**WHAT YOU SHOULD DO**
Nothing other than the lines from the one containing "If you could mark the black tool" through the close of the entries below should be printed, each exactly.

**DATASET ENTRIES**

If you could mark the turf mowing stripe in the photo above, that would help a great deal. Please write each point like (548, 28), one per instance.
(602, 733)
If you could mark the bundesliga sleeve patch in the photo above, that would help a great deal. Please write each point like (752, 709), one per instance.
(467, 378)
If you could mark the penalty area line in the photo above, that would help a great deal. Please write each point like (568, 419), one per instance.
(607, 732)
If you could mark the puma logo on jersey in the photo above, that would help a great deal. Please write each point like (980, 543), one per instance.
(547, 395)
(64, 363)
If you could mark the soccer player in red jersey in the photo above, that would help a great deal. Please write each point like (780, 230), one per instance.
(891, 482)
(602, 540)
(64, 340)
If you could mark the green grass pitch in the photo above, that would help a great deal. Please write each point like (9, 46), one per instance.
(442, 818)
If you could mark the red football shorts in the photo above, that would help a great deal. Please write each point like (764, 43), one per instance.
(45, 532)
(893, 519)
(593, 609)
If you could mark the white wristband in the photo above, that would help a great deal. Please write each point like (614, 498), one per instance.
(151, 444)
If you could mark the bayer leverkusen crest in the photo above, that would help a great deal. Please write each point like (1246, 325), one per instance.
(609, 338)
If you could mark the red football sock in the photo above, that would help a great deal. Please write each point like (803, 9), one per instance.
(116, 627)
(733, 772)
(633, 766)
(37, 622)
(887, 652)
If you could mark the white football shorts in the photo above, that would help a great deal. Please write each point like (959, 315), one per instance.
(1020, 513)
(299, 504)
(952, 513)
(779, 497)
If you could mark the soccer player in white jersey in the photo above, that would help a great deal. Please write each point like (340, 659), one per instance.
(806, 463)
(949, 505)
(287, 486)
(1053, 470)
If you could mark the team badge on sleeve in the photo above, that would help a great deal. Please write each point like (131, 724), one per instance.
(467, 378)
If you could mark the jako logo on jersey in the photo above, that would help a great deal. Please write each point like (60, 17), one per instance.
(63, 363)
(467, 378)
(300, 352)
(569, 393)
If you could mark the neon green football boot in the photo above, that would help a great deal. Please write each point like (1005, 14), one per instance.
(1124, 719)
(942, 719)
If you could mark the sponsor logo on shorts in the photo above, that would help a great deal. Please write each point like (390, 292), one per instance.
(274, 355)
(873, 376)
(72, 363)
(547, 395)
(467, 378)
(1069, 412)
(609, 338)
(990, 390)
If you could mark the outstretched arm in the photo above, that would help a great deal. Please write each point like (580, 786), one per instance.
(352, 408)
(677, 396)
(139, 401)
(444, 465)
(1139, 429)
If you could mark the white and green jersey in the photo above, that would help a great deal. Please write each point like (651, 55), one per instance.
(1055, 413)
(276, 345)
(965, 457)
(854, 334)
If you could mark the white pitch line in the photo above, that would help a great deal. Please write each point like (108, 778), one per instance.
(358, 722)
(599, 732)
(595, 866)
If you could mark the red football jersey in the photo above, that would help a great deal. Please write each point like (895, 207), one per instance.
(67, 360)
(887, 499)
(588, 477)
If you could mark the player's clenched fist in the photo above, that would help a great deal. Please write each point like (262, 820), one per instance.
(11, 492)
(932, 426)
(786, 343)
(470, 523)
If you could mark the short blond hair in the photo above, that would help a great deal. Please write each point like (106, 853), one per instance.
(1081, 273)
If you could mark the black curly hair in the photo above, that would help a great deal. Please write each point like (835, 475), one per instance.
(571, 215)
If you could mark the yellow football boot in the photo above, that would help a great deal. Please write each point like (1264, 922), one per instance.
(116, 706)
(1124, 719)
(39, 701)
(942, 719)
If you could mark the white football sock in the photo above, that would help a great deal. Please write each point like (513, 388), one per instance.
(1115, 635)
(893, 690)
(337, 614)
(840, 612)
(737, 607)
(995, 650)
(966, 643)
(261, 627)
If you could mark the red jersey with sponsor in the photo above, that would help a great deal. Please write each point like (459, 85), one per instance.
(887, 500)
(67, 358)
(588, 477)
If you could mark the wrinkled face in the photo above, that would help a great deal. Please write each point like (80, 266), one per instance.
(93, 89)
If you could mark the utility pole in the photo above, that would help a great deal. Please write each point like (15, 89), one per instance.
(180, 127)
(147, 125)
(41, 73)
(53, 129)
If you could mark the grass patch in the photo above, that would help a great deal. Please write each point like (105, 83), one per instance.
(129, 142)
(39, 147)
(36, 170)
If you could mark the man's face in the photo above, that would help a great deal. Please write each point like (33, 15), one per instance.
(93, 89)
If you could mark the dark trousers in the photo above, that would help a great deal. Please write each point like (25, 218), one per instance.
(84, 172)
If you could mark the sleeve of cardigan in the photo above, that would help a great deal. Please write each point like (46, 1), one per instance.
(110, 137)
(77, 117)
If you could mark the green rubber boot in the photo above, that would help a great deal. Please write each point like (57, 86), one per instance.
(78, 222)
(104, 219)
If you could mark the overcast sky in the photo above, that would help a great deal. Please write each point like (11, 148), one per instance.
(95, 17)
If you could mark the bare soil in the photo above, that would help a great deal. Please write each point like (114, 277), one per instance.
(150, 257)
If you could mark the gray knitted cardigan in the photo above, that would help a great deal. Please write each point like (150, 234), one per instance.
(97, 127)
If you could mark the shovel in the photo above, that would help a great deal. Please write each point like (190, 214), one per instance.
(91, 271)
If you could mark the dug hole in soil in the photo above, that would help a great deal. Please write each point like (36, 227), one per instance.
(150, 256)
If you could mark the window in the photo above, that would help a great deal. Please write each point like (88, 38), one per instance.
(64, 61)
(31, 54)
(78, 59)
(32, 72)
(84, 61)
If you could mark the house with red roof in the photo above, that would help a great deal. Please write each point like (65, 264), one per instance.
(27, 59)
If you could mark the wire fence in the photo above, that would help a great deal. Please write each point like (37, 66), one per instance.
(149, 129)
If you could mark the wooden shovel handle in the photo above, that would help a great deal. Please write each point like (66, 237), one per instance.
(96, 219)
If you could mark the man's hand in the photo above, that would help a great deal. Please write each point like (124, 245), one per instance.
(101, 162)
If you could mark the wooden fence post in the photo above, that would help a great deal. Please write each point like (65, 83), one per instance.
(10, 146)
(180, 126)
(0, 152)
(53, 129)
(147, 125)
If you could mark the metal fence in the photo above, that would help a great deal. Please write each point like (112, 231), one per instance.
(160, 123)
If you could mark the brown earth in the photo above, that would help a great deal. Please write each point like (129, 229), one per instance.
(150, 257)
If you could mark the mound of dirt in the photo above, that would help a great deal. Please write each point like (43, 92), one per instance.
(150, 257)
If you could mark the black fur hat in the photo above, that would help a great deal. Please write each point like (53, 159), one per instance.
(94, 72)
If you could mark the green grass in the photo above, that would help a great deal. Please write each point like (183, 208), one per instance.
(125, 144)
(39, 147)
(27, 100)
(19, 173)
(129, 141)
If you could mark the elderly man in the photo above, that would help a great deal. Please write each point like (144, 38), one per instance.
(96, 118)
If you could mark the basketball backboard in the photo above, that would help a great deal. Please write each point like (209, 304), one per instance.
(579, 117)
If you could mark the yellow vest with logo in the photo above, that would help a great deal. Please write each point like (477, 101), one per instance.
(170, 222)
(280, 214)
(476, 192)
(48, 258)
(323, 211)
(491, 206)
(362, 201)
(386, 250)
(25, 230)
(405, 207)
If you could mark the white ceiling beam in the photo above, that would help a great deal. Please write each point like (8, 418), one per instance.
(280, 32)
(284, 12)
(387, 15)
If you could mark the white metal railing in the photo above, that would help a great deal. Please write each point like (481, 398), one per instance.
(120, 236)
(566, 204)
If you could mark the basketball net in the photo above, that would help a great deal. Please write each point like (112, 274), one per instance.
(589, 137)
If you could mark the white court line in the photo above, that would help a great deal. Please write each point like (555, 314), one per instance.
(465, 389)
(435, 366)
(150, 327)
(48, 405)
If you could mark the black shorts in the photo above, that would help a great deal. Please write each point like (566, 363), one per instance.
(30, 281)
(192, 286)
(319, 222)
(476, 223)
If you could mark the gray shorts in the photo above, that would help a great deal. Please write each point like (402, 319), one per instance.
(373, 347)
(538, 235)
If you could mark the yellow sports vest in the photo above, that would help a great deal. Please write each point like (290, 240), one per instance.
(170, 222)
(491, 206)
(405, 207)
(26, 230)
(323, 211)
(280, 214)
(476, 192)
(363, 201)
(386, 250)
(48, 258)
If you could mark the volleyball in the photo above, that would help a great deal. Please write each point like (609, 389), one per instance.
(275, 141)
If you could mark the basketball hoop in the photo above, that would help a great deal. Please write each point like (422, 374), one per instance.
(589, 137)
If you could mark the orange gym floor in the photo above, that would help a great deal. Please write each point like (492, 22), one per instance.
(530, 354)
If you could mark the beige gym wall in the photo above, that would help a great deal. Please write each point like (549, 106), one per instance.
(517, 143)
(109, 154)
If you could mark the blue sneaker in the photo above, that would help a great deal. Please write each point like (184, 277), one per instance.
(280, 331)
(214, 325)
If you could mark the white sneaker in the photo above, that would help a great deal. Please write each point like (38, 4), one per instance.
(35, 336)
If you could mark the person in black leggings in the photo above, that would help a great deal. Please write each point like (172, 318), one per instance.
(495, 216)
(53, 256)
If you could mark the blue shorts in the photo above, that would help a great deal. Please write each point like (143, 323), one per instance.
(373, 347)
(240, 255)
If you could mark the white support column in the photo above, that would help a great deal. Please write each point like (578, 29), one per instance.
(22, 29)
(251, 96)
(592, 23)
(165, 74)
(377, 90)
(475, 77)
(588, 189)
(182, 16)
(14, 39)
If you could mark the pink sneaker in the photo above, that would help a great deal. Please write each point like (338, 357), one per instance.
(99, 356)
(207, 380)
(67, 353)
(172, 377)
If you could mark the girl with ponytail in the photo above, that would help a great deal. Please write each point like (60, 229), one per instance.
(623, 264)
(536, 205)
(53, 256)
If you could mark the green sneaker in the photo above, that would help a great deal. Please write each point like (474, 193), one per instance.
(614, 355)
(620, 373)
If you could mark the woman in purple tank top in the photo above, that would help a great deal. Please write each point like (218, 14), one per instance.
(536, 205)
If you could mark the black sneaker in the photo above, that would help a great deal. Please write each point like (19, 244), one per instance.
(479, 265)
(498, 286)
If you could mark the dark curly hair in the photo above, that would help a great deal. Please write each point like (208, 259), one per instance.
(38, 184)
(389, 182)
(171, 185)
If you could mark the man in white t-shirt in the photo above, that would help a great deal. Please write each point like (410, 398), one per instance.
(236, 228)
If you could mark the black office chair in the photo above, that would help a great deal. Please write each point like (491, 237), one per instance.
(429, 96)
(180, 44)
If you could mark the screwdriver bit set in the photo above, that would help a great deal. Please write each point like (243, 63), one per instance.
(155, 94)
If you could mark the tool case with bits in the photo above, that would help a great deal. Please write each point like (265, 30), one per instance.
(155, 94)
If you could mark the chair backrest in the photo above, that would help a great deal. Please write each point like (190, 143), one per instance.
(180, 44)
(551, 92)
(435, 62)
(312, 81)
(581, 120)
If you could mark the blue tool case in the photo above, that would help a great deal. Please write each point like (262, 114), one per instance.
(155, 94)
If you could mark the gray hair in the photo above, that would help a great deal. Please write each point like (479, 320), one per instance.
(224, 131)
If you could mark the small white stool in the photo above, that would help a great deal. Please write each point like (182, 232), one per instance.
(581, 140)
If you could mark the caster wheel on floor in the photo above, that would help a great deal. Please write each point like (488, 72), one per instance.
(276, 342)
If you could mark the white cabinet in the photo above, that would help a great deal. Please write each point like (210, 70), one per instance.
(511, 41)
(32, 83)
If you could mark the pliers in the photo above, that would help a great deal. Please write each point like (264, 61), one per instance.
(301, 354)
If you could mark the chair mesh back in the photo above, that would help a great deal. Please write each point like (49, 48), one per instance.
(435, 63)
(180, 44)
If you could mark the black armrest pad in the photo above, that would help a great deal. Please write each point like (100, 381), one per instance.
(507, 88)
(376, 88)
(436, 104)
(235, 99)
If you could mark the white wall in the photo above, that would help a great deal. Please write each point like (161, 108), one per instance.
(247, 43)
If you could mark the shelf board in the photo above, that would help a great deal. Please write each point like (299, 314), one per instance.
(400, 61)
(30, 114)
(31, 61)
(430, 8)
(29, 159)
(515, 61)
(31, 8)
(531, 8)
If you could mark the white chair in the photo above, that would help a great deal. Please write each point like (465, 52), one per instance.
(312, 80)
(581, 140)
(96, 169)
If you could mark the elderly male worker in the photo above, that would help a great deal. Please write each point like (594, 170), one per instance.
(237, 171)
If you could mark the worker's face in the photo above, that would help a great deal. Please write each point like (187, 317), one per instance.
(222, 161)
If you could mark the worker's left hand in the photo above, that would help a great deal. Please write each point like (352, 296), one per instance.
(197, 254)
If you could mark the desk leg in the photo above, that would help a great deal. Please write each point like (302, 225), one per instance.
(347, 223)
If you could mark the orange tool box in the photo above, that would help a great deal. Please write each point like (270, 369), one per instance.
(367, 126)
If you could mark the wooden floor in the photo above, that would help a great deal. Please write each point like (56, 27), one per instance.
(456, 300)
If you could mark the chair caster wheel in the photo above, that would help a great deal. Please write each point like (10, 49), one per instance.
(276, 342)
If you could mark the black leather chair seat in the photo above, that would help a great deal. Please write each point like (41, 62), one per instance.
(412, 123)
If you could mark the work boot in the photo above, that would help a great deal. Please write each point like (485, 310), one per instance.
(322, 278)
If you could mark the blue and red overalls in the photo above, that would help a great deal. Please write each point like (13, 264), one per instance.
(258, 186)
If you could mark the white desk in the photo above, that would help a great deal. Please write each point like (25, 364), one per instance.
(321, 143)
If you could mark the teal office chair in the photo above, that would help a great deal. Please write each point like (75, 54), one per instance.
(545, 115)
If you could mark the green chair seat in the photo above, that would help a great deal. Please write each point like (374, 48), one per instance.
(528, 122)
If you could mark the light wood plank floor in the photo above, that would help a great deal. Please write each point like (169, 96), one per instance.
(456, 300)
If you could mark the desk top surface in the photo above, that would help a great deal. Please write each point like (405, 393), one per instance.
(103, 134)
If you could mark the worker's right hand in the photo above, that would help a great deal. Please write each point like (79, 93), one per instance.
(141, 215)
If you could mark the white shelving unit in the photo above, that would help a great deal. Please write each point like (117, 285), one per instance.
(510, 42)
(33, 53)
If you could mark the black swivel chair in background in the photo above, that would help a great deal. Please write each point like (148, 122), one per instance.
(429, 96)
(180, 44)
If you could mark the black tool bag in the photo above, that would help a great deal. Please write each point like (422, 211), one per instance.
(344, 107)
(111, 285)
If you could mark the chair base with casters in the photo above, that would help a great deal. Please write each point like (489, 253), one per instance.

**YOUR SOLUTION**
If you could mark the black tool bag in the photo above, that would help a great deal. Please write each point like (422, 211), one per instance.
(344, 107)
(111, 285)
If you could mark the chair base with casters in the photo above, that would help a great deal. Please write each point like (489, 253), one per instance.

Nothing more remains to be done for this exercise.